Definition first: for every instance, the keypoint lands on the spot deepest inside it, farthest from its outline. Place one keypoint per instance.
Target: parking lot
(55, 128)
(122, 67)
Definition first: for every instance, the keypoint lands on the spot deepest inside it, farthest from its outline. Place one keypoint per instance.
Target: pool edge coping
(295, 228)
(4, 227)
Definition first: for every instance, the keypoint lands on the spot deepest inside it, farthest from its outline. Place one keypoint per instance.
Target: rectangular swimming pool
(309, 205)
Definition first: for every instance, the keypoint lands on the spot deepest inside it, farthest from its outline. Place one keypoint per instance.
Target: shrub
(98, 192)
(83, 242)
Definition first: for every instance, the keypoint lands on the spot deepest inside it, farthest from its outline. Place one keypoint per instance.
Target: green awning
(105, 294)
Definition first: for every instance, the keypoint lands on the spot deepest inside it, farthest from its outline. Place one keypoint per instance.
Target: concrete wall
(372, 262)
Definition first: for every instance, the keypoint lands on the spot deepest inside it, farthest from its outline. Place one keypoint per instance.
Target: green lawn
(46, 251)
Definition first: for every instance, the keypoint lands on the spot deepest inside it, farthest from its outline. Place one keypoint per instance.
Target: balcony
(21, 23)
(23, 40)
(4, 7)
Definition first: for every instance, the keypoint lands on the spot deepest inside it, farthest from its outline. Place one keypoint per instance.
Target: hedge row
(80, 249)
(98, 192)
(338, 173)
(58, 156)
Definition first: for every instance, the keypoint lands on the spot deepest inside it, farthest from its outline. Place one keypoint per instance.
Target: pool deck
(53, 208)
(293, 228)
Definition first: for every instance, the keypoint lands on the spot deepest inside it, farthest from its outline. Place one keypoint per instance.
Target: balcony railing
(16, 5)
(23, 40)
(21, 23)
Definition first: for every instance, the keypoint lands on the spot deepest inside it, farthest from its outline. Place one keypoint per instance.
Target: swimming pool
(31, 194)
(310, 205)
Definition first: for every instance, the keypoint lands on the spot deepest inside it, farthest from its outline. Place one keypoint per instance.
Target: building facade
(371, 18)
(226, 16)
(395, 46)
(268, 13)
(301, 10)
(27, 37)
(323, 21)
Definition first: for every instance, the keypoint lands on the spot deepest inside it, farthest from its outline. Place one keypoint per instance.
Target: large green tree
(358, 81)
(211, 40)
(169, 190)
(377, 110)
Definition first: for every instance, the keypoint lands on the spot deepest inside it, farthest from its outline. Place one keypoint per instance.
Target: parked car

• • • • •

* [WHAT THE TASK ASKS]: The records above must each be restated exactly as they stand.

* [ANSWER SECTION]:
Definition first: for every instance, the keypoint lands on the spot deepest inside it, farthest from its outline. Place one keypoint per instance.
Target: parking lot
(55, 128)
(122, 67)
Definition first: for every instance, the keypoint lands on the spot deepest inside it, farthest from its outline. Place one keypoint per instance.
Target: pool edge coping
(295, 228)
(4, 227)
Definition first: for every instance, the keypoint lands on the spot deepest inside it, farthest from its outline. Place one keypoint per instance.
Target: rectangular swimming pool
(309, 205)
Definition first: for every instance, the keypoint lands on the spot deepest inside it, farthest from its outline. Place one keypoint per instance.
Target: shrub
(98, 192)
(83, 242)
Definition first: for every instance, the keypoint lands on the spot deepest inside it, farthest from its outline. Place one keypoint per instance.
Target: green awning
(105, 294)
Definition first: for every instance, the keypoint lands on the spot deepest inside it, farthest from its outline. Place one keypoint per instance.
Target: concrete wall
(372, 262)
Definition first: for every instance, the keypoint lands on the spot deepest inside it, farthest from its outline. Place one keypoint per instance.
Target: green lawn
(46, 251)
Definition first: for every instance, the keypoint lands on the spot deepest inside it, farthest from its outline. Place one keypoint per instance.
Target: balcony
(21, 23)
(23, 40)
(4, 7)
Definition first: for every instance, the keypoint lands on the spot deepest inside it, farthest from its outline. Place one keypoint per instance.
Target: hedge row
(80, 249)
(98, 192)
(338, 173)
(58, 156)
Definition first: for every instance, the keypoint lands on the spot deepest inside it, farthest from its outline. Place one keypoint per instance.
Target: pool deck
(53, 208)
(293, 228)
Definition first: for every instance, the keypoint lands on the spot deepest inside it, farthest from its outline. Place one keypoint per instance.
Target: balcony railing
(16, 5)
(23, 40)
(21, 23)
Definition first: for every instance, the keypoint lands on the spot deepest inside it, farthest from its outline. Place one keypoint per instance.
Target: swimming pool
(31, 194)
(310, 205)
Definition first: for every instance, the keypoint lands on the spot deepest inside it, farthest from its outline. Place one keypoint per instance.
Target: building facade
(371, 18)
(226, 16)
(395, 46)
(268, 13)
(301, 10)
(27, 37)
(323, 21)
Definition first: for every instance, the keypoint lands on the spot deepest inside it, farthest from its outline. Place one keypoint per instance.
Target: large green tree
(358, 81)
(211, 40)
(169, 190)
(377, 110)
Definition first: for every instance, the keypoint lands on the spot deepest inside it, farthest from its outline. Place one keypoint per instance.
Target: parked car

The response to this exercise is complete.